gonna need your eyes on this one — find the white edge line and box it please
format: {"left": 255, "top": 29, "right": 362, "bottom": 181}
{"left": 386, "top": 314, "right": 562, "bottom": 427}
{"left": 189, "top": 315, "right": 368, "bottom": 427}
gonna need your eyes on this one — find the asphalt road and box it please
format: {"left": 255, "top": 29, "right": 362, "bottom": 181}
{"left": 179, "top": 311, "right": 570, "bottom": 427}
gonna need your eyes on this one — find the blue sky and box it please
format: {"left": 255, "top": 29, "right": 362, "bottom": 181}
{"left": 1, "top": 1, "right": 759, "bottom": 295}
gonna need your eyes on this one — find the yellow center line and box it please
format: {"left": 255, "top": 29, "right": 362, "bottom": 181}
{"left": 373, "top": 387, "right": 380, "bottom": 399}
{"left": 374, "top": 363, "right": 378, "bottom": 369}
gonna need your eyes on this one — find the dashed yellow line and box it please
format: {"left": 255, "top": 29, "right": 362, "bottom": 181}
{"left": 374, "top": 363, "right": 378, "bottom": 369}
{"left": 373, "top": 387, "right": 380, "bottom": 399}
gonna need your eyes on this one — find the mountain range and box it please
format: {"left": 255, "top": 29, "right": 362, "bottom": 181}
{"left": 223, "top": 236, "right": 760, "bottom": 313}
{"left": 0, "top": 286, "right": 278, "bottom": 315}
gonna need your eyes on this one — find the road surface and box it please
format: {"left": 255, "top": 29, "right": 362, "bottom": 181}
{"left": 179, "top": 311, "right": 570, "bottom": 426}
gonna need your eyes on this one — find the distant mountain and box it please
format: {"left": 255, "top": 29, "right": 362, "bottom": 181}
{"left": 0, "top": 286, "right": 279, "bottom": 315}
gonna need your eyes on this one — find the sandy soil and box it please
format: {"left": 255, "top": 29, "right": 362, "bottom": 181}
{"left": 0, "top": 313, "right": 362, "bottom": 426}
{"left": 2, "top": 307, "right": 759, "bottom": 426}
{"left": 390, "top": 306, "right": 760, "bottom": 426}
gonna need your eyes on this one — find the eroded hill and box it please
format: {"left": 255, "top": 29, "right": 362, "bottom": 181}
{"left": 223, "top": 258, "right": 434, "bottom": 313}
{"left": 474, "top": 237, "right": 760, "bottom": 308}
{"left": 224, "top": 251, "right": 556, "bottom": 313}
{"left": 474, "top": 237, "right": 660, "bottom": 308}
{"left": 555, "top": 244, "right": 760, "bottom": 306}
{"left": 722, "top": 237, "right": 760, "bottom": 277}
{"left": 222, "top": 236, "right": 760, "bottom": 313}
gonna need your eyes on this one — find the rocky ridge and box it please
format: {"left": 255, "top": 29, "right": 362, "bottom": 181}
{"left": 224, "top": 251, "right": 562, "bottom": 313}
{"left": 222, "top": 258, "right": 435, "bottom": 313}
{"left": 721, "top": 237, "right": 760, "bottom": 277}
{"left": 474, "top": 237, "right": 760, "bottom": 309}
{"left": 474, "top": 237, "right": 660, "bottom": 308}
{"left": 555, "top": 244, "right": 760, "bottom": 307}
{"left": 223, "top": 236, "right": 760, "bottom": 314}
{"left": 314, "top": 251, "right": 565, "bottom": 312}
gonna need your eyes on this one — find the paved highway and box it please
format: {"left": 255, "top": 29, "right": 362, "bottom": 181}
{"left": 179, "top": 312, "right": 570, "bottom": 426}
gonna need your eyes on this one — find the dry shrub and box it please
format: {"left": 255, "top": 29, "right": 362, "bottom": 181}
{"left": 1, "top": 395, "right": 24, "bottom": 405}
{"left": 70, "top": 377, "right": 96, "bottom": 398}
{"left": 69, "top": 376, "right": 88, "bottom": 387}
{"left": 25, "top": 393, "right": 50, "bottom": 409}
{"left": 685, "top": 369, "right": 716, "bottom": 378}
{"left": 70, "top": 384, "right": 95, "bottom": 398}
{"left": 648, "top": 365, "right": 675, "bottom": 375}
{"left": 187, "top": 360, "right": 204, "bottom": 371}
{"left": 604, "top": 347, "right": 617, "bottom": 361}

• **YOUR GOAL**:
Copy the whole listing once more, exactly.

• **ANSWER TO THIS TASK**:
gonna need your eyes on this one — find the white edge line and box it please
format: {"left": 255, "top": 29, "right": 362, "bottom": 181}
{"left": 386, "top": 314, "right": 562, "bottom": 427}
{"left": 189, "top": 315, "right": 368, "bottom": 427}
gonna need your eyes on this one — find the asphalt road and box it please
format: {"left": 255, "top": 29, "right": 362, "bottom": 181}
{"left": 179, "top": 311, "right": 570, "bottom": 427}
gonna need your eyes on this one — find the blue sky and box it please
format: {"left": 255, "top": 29, "right": 362, "bottom": 181}
{"left": 1, "top": 1, "right": 759, "bottom": 295}
gonna need your eyes on this one — find the yellow center line and box it please
format: {"left": 255, "top": 29, "right": 362, "bottom": 181}
{"left": 373, "top": 387, "right": 380, "bottom": 399}
{"left": 374, "top": 363, "right": 378, "bottom": 369}
gonna need your eyes on this one — find the dashed yellow line and box it please
format: {"left": 255, "top": 29, "right": 362, "bottom": 181}
{"left": 374, "top": 363, "right": 378, "bottom": 369}
{"left": 373, "top": 387, "right": 380, "bottom": 399}
gonna need your eyes on this one — find the mountain range and box it please
format: {"left": 255, "top": 29, "right": 362, "bottom": 181}
{"left": 223, "top": 236, "right": 760, "bottom": 313}
{"left": 0, "top": 286, "right": 278, "bottom": 315}
gonna need your eyes on this one — find the road surface and box it please
format: {"left": 255, "top": 29, "right": 362, "bottom": 181}
{"left": 179, "top": 311, "right": 570, "bottom": 426}
gonna need your eyes on this one — find the distant mountain and box it please
format: {"left": 255, "top": 29, "right": 362, "bottom": 181}
{"left": 0, "top": 286, "right": 279, "bottom": 315}
gonna need your eyes on this one — find the sandy soil and box it please
format: {"left": 255, "top": 29, "right": 362, "bottom": 181}
{"left": 0, "top": 313, "right": 362, "bottom": 426}
{"left": 2, "top": 307, "right": 759, "bottom": 426}
{"left": 390, "top": 306, "right": 760, "bottom": 426}
gonna need your eyes on this one — find the eroded hill and box it please
format: {"left": 255, "top": 29, "right": 362, "bottom": 181}
{"left": 223, "top": 258, "right": 434, "bottom": 313}
{"left": 474, "top": 237, "right": 760, "bottom": 308}
{"left": 224, "top": 251, "right": 556, "bottom": 313}
{"left": 474, "top": 237, "right": 660, "bottom": 308}
{"left": 555, "top": 244, "right": 760, "bottom": 306}
{"left": 722, "top": 237, "right": 760, "bottom": 277}
{"left": 222, "top": 236, "right": 760, "bottom": 313}
gonna need your eyes on this one — find the rocky ridge and box it please
format: {"left": 255, "top": 29, "right": 362, "bottom": 181}
{"left": 224, "top": 251, "right": 562, "bottom": 313}
{"left": 222, "top": 258, "right": 435, "bottom": 313}
{"left": 721, "top": 237, "right": 760, "bottom": 277}
{"left": 474, "top": 237, "right": 760, "bottom": 309}
{"left": 474, "top": 237, "right": 660, "bottom": 308}
{"left": 555, "top": 244, "right": 760, "bottom": 307}
{"left": 223, "top": 236, "right": 760, "bottom": 314}
{"left": 314, "top": 251, "right": 565, "bottom": 312}
gonna need your eyes on this one — find the paved highway and box it please
format: {"left": 255, "top": 29, "right": 362, "bottom": 181}
{"left": 179, "top": 312, "right": 570, "bottom": 426}
gonna need your eyes on this one — find the dry shrub and box it please
format: {"left": 255, "top": 29, "right": 362, "bottom": 181}
{"left": 1, "top": 395, "right": 24, "bottom": 405}
{"left": 70, "top": 377, "right": 96, "bottom": 398}
{"left": 69, "top": 376, "right": 88, "bottom": 387}
{"left": 25, "top": 393, "right": 50, "bottom": 409}
{"left": 685, "top": 369, "right": 716, "bottom": 378}
{"left": 70, "top": 384, "right": 95, "bottom": 398}
{"left": 648, "top": 365, "right": 675, "bottom": 375}
{"left": 187, "top": 360, "right": 204, "bottom": 371}
{"left": 604, "top": 347, "right": 617, "bottom": 361}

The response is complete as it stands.